■ Exercise objective ■
Before you reproduce the entries that follow, strip out any image they contain and keep the rest exact.

::: Records shown :::

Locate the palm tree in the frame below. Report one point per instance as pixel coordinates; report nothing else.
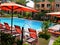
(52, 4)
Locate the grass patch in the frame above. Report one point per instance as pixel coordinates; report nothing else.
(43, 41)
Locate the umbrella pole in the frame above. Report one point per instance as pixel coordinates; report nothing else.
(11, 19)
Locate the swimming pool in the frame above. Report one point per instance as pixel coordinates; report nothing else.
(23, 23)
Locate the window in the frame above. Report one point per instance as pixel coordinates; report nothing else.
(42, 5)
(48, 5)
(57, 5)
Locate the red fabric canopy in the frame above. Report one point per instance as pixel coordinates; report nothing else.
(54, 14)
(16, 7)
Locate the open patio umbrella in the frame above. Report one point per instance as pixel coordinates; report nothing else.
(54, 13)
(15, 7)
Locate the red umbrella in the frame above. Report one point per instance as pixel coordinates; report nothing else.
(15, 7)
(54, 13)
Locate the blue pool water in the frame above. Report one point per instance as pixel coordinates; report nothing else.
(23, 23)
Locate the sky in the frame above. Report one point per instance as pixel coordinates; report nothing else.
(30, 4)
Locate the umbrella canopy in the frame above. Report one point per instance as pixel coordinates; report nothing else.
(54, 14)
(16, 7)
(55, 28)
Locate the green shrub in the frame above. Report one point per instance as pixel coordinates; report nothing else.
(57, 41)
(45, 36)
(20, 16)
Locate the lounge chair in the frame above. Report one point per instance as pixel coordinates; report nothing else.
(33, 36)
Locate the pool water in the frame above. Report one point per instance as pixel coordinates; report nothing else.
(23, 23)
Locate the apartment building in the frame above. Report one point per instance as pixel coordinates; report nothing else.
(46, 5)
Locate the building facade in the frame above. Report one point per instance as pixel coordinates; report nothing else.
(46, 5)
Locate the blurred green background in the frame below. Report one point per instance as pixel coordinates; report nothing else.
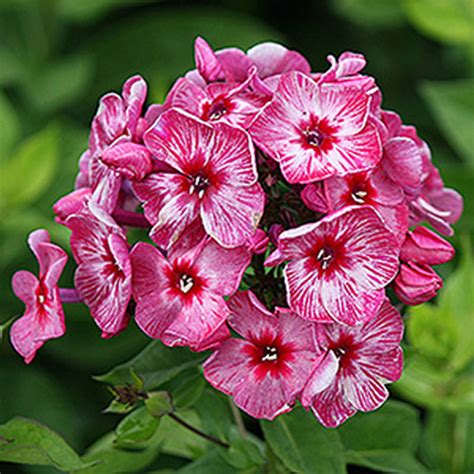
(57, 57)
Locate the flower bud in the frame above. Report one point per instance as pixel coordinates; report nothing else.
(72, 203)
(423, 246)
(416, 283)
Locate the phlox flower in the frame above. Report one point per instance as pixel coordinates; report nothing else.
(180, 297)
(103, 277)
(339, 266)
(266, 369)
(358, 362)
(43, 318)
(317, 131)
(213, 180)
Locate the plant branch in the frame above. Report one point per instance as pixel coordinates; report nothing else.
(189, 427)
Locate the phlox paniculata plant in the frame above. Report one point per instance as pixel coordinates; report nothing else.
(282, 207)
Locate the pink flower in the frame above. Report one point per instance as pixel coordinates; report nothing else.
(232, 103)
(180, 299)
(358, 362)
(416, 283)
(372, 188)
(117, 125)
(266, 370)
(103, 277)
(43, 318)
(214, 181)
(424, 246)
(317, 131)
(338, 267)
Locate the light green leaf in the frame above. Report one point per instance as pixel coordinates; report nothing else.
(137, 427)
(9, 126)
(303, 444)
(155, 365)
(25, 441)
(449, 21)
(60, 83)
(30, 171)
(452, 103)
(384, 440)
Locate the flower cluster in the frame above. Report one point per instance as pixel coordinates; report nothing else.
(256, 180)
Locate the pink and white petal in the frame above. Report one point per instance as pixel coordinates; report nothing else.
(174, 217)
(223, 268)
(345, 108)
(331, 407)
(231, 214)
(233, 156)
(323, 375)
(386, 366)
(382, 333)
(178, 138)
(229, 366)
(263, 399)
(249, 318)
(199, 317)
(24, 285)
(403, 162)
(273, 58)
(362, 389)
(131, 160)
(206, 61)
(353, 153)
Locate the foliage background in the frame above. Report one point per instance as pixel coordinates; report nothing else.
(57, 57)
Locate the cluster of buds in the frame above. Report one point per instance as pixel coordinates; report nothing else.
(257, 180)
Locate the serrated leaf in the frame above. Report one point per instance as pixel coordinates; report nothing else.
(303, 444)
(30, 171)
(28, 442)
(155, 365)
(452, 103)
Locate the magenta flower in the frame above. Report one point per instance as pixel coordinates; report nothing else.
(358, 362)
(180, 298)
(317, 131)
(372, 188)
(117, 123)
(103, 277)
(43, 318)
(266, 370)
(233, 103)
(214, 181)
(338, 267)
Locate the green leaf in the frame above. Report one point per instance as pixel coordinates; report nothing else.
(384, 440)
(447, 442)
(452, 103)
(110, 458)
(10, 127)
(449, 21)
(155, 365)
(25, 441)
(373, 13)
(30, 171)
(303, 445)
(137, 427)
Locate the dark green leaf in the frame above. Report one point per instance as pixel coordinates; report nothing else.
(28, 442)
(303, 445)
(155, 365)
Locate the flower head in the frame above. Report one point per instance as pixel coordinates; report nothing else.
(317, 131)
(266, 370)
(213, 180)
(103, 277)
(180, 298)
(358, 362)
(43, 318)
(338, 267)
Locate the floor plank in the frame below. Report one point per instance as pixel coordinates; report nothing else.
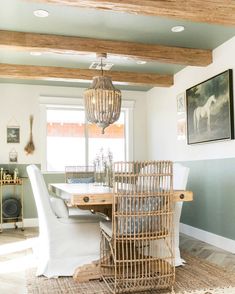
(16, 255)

:::

■ Solution for this task ■
Locate the palm tree in the frame below. Report one point per instance as pixel coordinates; report nothing else.
(52, 4)
Locate the grass patch in the frame above. Report one point per instance as pixel coordinates; report nothing else.
(43, 41)
Locate the umbrella pole in the frame above. Report one point per instance as pixel coordinates; report nothing else.
(11, 19)
Locate the swimming pool in the frame above. Report one point per instance as pixel coordinates; report nothing else.
(23, 23)
Locate the window in the frame above. Report one point per instance as pixel coordinates; report nothing else.
(42, 5)
(48, 5)
(57, 5)
Locate the red fabric canopy in the frame above. Report one point per instance as pixel coordinates; report nothing else.
(54, 14)
(16, 7)
Locate the open patio umbrella in the frame above. Report one point per instance as pixel coordinates; report nothing else.
(54, 13)
(15, 7)
Locate the red umbrella in the frame above. Report one point per instance as pixel coordinates; report nothing else.
(15, 7)
(54, 13)
Locate the blue pool water in the frame above. Report one point per instance as pixel coordinates; report nothing else.
(23, 23)
Locate the sky in the frame above. Report one point per instance as pixel coordinates; report nothing else.
(30, 4)
Locate the umbrella canopy in the frame above. Report one point per instance as pixel coordinates; report nothing else.
(54, 14)
(16, 7)
(55, 28)
Locate the green shrub in the frame above. Report one point per instance as pixel coordinates; report nothing else.
(57, 41)
(45, 36)
(20, 16)
Locate the lounge chair in the frame above. Report one point per instance as pixel coordinates; report nothing else.
(33, 36)
Locate the pool water in the frame above. Report one point per instance as pixel coordinates; report nothing else.
(23, 23)
Locate the apartment building in the frame above. Report one point per instance as pixel coordinates; report nothing else.
(46, 5)
Locate the building facade in the frame above. Report one point per instance as pixel coordinates; report nothing else.
(46, 5)
Locate the blurred green background in the frame below. Report one point per instance as pixel coordinates; report nothing else.
(57, 57)
Locate the flower bud in the frame above. Report one point per instance as pixel coordinates; report nothing else.
(72, 203)
(423, 246)
(416, 283)
Locate the phlox flower in the frame above. Report one point per instance as pixel coordinates; report nothing else.
(180, 297)
(103, 277)
(339, 266)
(266, 369)
(358, 362)
(43, 318)
(317, 131)
(213, 180)
Locate the plant branch in the frame above. Report one point per instance as pixel coordinates; report nothing else.
(189, 427)
Locate the phlox paniculata plant in the frame above. Report one point per instance as pixel coordinates; report nothing else.
(282, 207)
Locate the pink flower in the frame above. Report one point per instance as pixel coordinates; report nothing else.
(232, 103)
(180, 299)
(358, 362)
(416, 283)
(372, 188)
(117, 125)
(266, 370)
(103, 277)
(43, 318)
(214, 181)
(424, 246)
(317, 131)
(338, 267)
Locate the light green leaf in the frame above. Report one point per instance as pixel coordinates; report nothing else.
(137, 427)
(9, 126)
(303, 444)
(155, 365)
(25, 441)
(449, 21)
(60, 83)
(30, 171)
(452, 103)
(384, 440)
Locate the flower cluster in the frame above. Report one point per instance as pixel coordinates; report nothing else.
(256, 180)
Locate the pink and white petal in the frame above. Report one point per instance as pixel coordinates; report nothing else.
(174, 217)
(223, 268)
(345, 108)
(331, 407)
(231, 214)
(233, 156)
(323, 375)
(386, 366)
(382, 333)
(178, 138)
(229, 366)
(263, 399)
(249, 318)
(199, 317)
(24, 285)
(403, 162)
(273, 58)
(362, 389)
(131, 160)
(206, 61)
(353, 153)
Locate the foliage background in the frame above. Report one point per instance as pixel coordinates; report nothing else.
(57, 57)
Locate the cluster of buds in the frame above. Report one point per instance as pixel coordinates; report nothing else.
(257, 180)
Locate the serrated leaf in the frame above. Report one point per instance as pixel coordinates; report nothing else.
(303, 444)
(30, 171)
(28, 442)
(155, 365)
(452, 103)
Locate the magenta flower in the frame above. Report one point per instance as pixel coordinates; report nothing else.
(358, 362)
(180, 298)
(317, 131)
(372, 188)
(117, 123)
(103, 277)
(43, 318)
(266, 370)
(233, 103)
(214, 181)
(338, 267)
Locate the green leaf in the frame above. Report one point per instance as pixel coordinates; report nothing else.
(384, 440)
(447, 442)
(452, 103)
(110, 458)
(10, 127)
(449, 21)
(155, 365)
(25, 441)
(373, 13)
(30, 171)
(303, 445)
(137, 427)
Locate the dark green leaf in the frame above. Report one point per instance as pixel coordinates; report nothing else.
(28, 442)
(303, 445)
(155, 365)
Locate the flower head in the frame above. Report one point per instance as pixel coordinates; report nothing else.
(317, 131)
(266, 370)
(213, 180)
(103, 277)
(180, 298)
(358, 362)
(43, 318)
(338, 267)
Locate the floor plank in the frame below. Report one point per instance as pixel coordinates; report nothing else.
(16, 255)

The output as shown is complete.